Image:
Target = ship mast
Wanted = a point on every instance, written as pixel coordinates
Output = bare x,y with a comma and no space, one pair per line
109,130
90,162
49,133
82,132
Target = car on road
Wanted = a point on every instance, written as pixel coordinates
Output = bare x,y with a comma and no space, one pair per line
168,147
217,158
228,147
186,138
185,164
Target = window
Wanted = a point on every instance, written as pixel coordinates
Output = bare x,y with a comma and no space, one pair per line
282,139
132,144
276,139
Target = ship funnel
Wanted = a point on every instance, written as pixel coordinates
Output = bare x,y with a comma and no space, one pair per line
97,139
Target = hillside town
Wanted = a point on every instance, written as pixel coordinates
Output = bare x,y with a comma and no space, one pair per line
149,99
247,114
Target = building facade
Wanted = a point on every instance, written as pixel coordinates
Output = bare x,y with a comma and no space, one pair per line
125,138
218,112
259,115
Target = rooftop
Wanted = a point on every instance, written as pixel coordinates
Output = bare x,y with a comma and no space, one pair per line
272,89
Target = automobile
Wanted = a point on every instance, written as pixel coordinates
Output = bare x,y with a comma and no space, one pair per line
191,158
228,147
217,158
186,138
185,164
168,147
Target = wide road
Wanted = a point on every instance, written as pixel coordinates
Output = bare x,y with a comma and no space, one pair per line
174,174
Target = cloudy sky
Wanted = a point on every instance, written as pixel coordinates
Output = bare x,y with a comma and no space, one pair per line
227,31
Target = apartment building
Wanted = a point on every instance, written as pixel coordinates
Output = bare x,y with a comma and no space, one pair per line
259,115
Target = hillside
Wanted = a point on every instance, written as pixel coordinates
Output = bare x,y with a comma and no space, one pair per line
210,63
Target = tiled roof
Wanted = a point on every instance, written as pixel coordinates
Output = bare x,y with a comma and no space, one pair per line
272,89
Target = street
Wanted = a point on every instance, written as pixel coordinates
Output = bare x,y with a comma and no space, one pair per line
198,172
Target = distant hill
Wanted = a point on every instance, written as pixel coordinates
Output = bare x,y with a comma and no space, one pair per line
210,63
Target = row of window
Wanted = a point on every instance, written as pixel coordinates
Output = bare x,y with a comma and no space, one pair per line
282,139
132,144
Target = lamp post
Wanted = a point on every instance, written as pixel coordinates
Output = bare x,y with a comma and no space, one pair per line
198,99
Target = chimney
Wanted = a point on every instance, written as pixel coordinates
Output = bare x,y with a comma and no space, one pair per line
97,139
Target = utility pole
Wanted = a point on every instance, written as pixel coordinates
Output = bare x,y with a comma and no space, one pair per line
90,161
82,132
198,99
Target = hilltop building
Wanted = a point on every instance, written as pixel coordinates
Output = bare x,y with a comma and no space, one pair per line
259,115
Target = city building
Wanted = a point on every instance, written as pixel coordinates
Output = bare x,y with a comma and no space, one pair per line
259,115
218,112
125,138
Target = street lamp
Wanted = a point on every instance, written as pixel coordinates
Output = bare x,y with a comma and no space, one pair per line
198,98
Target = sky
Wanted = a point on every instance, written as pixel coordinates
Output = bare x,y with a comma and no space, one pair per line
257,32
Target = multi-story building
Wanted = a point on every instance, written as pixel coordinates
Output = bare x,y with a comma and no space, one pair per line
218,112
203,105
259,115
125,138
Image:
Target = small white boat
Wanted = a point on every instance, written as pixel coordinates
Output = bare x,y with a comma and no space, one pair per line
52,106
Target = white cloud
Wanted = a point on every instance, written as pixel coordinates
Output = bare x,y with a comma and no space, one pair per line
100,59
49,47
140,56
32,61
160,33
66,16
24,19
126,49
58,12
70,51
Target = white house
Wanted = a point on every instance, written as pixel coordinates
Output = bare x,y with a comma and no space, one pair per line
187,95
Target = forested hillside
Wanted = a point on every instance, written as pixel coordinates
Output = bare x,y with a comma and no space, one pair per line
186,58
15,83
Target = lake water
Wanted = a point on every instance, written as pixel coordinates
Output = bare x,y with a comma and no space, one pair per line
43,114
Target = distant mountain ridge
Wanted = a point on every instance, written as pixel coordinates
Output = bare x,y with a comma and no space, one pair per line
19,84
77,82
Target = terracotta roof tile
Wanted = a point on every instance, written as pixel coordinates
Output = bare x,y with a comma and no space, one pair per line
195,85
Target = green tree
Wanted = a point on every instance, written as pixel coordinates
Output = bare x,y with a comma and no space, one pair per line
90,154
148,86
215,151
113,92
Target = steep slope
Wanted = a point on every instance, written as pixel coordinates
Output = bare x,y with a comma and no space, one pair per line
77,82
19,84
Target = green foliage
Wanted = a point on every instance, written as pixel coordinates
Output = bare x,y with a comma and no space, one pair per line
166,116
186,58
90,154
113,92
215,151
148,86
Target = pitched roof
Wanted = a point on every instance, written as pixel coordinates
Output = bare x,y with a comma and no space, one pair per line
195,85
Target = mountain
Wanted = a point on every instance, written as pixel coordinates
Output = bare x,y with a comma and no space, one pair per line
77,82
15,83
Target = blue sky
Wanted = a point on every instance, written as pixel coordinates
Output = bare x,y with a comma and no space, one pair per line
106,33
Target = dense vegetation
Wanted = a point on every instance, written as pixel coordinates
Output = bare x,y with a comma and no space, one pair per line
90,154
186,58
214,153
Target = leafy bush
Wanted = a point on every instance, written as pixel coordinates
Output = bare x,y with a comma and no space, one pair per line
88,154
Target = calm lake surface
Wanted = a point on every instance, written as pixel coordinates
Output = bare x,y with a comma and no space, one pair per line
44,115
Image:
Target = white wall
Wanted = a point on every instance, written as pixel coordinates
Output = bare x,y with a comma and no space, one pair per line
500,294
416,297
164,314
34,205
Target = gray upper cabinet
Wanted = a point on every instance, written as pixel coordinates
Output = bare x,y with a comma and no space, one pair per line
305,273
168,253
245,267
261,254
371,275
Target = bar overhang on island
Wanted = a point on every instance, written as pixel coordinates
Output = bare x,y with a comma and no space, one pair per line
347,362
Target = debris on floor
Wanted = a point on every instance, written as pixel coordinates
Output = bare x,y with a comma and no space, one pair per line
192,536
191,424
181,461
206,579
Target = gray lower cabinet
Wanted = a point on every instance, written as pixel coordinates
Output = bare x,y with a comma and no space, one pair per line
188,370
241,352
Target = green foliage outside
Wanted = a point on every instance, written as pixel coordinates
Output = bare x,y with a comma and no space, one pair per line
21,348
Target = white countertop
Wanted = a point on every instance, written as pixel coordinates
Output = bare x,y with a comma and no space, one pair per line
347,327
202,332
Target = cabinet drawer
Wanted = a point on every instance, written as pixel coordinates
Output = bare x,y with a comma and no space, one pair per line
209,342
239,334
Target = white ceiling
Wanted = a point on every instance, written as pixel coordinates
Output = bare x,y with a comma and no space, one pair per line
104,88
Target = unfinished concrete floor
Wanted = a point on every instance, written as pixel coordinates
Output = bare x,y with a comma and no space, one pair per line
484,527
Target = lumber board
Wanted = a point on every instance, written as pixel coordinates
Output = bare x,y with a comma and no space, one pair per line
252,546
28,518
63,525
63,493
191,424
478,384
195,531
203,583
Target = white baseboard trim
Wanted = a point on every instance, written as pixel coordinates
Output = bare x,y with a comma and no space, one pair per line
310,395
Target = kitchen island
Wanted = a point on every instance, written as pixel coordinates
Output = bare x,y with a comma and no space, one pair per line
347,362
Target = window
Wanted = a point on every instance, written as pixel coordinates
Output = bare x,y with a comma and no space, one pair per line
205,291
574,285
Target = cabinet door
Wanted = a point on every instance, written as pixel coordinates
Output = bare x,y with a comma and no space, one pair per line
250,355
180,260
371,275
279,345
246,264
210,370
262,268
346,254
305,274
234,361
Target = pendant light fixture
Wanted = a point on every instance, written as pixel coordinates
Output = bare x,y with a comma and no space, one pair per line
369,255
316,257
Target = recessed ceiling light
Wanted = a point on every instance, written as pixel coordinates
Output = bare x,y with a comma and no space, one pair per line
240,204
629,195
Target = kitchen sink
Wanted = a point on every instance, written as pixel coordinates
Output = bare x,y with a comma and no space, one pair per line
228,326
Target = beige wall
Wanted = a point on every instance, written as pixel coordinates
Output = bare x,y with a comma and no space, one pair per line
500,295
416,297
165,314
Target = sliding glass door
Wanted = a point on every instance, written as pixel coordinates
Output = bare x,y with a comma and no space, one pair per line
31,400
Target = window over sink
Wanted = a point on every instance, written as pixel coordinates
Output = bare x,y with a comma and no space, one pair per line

__What to produce__
Repeat the line containing "Target = white ceiling" and all subsequent lines through the final line of the data, exactly and with no others.

__Answer to the exercise__
Target = white ceiling
Wanted = a point on every instance, written as pixel coordinates
Output = bare x,y with a comma and no space, one pair per line
104,88
Target = unfinished concrete floor
Wanted = a point on every instance, written as pixel coordinates
Output = bare x,y with a comma and no space, one pair per line
484,527
Target = lumber board
Wanted = a point on every instance, written as pixel coordinates
Output = bare x,y with a comma and no space, one pair per line
252,546
28,518
63,525
63,493
191,424
478,384
195,531
203,583
Target = white baseboard trim
Wanted = a point on every instance, written as pixel coordinates
Output = bare x,y with a comma and no space, one pair per line
310,395
Target = kitchen island
Wanted = a point on every instance, written as pixel coordinates
Output = bare x,y with a comma and no space, one pair per line
347,362
Target = window
Wanted = a point on every instance, written as pixel coordinates
Output = bare x,y with a comma and no space, one pair per line
205,291
574,285
Target = cabinet door
Wanted = a point on every instance, written as pixel coordinates
Output = bare x,y with a comma and no space, one pair per line
250,355
180,260
371,275
279,345
246,264
210,370
262,268
346,254
305,274
234,361
Target = pendant light fixture
Wanted = a point on every instance, written as pixel coordinates
Output = bare x,y with a comma and no space, one pair per line
369,255
316,257
Target = recessed ceiling light
Wanted = a point on every instance, written as pixel coordinates
Output = bare x,y with a comma and no space, one pair per line
240,204
629,195
Target = kitchen sink
Wanted = a point on every instance, written as pixel coordinates
Output = bare x,y with a comma and no space, one pair per line
228,326
Target = beige wall
Wanted = a point on every instance, written as pixel coordinates
Output = bare x,y with a comma and no space, one pair per line
500,295
416,297
165,314
Target = sliding glass door
Wanted = a point on every instance, written as pixel coordinates
Output = bare x,y with a comma and no space, one pair per line
31,400
Target = window over sink
Wanted = a point on every instance, written as pixel coordinates
Output = bare x,y with a comma and no space, one pair per line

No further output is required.